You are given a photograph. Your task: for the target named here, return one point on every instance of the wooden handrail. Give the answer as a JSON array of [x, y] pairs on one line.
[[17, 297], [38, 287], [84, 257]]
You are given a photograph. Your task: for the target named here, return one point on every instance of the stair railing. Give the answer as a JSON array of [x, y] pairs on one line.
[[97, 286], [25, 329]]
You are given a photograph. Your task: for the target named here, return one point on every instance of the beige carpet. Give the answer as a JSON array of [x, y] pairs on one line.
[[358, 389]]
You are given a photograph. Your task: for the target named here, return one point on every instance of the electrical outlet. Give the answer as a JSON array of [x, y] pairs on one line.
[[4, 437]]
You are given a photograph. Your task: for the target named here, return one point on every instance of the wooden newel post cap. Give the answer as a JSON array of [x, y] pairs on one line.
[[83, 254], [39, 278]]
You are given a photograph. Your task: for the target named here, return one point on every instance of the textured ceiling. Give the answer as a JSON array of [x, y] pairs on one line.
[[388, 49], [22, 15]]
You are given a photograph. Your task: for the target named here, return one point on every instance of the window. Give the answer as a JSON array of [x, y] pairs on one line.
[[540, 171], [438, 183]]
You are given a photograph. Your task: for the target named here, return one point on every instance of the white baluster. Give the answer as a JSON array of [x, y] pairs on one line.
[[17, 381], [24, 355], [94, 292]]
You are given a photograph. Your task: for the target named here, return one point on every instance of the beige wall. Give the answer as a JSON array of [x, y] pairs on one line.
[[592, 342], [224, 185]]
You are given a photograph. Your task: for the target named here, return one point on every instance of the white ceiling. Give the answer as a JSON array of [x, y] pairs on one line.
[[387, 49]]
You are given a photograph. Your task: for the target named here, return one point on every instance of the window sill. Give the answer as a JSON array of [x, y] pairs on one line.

------------------------------------------------------------------------

Rewrite all of the lines above as a numbered list, leaving out any blank lines.

1. You are given a photograph. Your task: for the target named here, return one point on every instance of the wooden handrail. Give the answer as a JSON array of [x, y] pairs on one line.
2. [[17, 297], [38, 287], [84, 257]]
3. You are given a photograph. Your task: for the target named here, return one point on every instance of the stair railing. Give the answer as a JSON array of [x, y] pairs on one line.
4. [[97, 286], [25, 329]]
5. You are given a photograph. Your task: for the target named here, return one point on every instance of the beige carpet. Give the answer as a JSON array of [x, y] pairs on one line.
6. [[358, 389]]
7. You are given a photograph. Your task: for the target named here, return one point on every instance of the electrical outlet. Give the answer as a JSON array of [x, y] pairs on one line.
8. [[4, 437]]
9. You are given a photograph. Your task: for the target named here, return one point on every instance of the wooden newel post cap. Give the answer as a JSON array of [x, y] pairs on one line.
10. [[83, 254], [39, 278]]
11. You are given a photograph. Your task: for the target named here, return one point on every instance of the textured ceiling. Give the answer as a JSON array of [x, y] pairs on one line.
12. [[388, 49], [22, 15]]
13. You are given a photograph. Your task: for the target named here, return one point on every instance of the window. Give the answer as a JSON array of [x, y] pairs on one line.
14. [[540, 171], [438, 183]]
15. You are given a photograph. Your task: for the target named here, return one point on every instance of the white baluster. Give the answer as a JSON array of [x, y] pairs on one line.
16. [[17, 381], [24, 355], [94, 292]]
17. You are given a photograph. Your task: for the target named here, return one point on every instance of the beige wall. Give the answer as a JSON array of [x, y] pairs on one line.
18. [[592, 342], [224, 185]]
19. You are given a photograph. Your task: for the target named here, return one point on every instance of the white ceiling. Give the answer as a JSON array of [x, y] pairs on one line.
20. [[387, 49]]
21. You are given a photograph. Your task: for the target named here, return one point on every instance of the window sill. Give the answer as a JSON array of [x, y] pairs on one line.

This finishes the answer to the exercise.